Work to complete:
1. In the nested-loop post, why does the program take so long to finish?
2. Translate this sentence from the nested-loop post into Spanish: "I've read some tutorials of vectorizing in Numpy, but cannot figure out how to edit the code since the logic is kind of complex."

0

So I've got a 2-dimensional array, say list:

list = [[x11, x12, x13, x14],
        [x21, x22, x23, x24],
       ...]

Some samples of list are:

# numbers in list are all integers
list = [[0, 17, 6, 10],
        [0, 7, 6, 10],
        ]
list = [[6, 50, 6, 10],
        [0, 50, 6, 10],
        ]
list = [[6, 16, 6, 10],
        [6, 6, 6, 10],
        ]
list = [[0, 50, 6, 10],
        [6, 50, 6, 10],
        [6, 40, 6, 10]
        ]
list = [[0, 27, 6, 10],
        [0, 37, 6, 10],
        ]

I need to iterate every two rows, for example [x11, x12, x13, x14] and [x21, x22, x23, x24], and do some complex comparisons:

cnt1 = cnt2 = cnt3 = cnt4 = cnt5 = 0
for i in range(0, length):
    for j in range(i + 1, length):
        if (list[i][0] + list[i][2] == list[j][0] or list[j][0] + list[j][2] == list[i][0]) and \
                list[i][1] == list[j][1]:
            cnt1 += 1
            if list[i][3] == list[j][3]:
                cnt2 += 1
            else
                cnt3 += 1
        elif (list[i][1] + list[i][3] == list[j][1] or list[j][1] + list[j][3] == list[i][1]) and \
                list[i][0] == list[j][0]:
            cnt4 += 1
            if list[i][2] == list[j][2]:
                cnt2 += 1
            else
                cnt3 += 1
        else
            cnt5 += 1
# do something with the counts

length here is usually small, but this nested loop runs thousands of times, so it takes very long to finish the program. I've read some tutorials of vectorizing in Numpy, but cannot figure out how to edit the code since the logic is kind of complex. Is there a way to optimize my code, even for a little bit? Any help would be highly appreciated. Thanks in advance!

Dataset excerpt:
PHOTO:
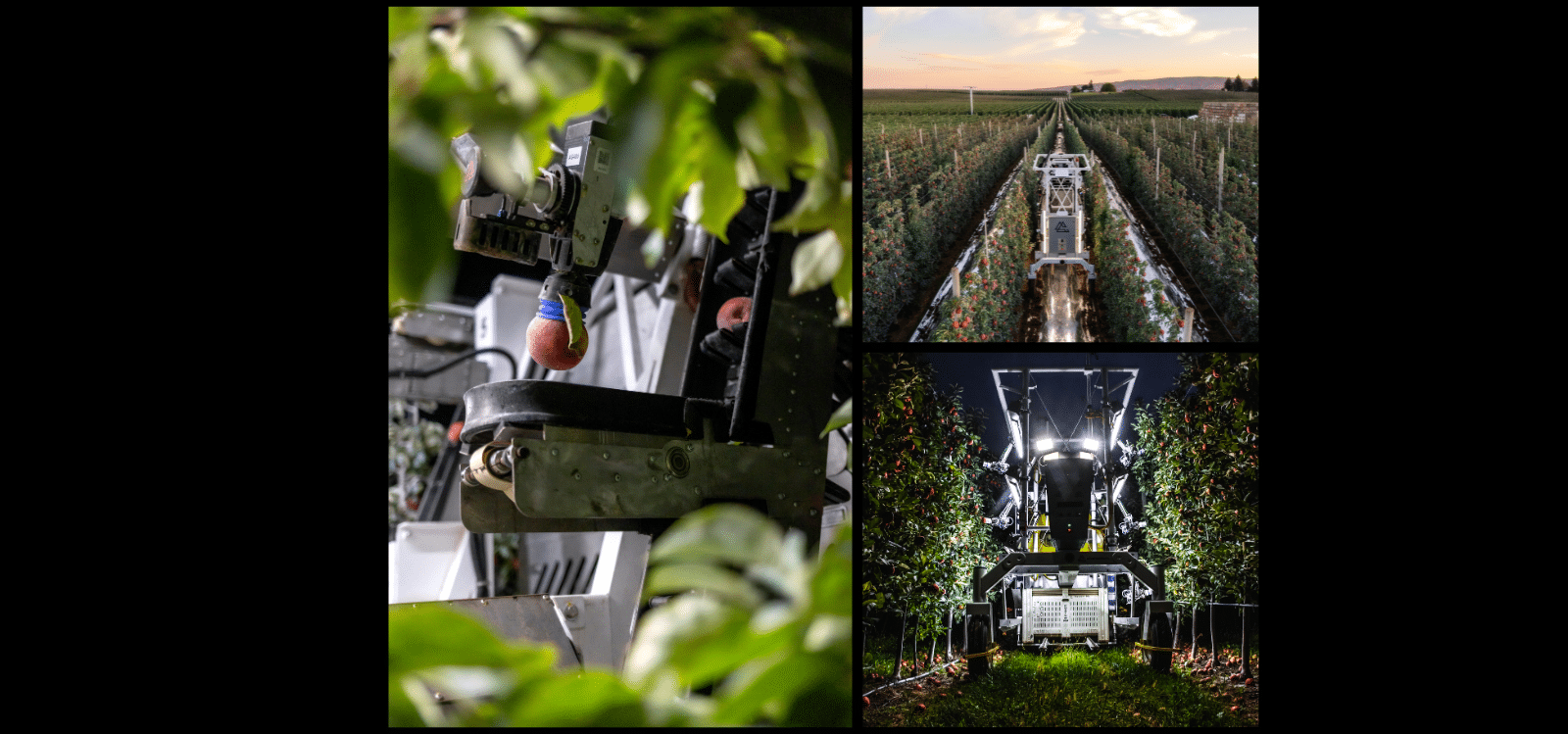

Exercise answers:
1. The nested loop runs thousands of times. So even though length is usually small, the program takes very long to finish.

2. He leído algunos tutoriales sobre vectorización en Numpy, pero no logro averiguar cómo modificar el código, ya que la lógica es algo compleja.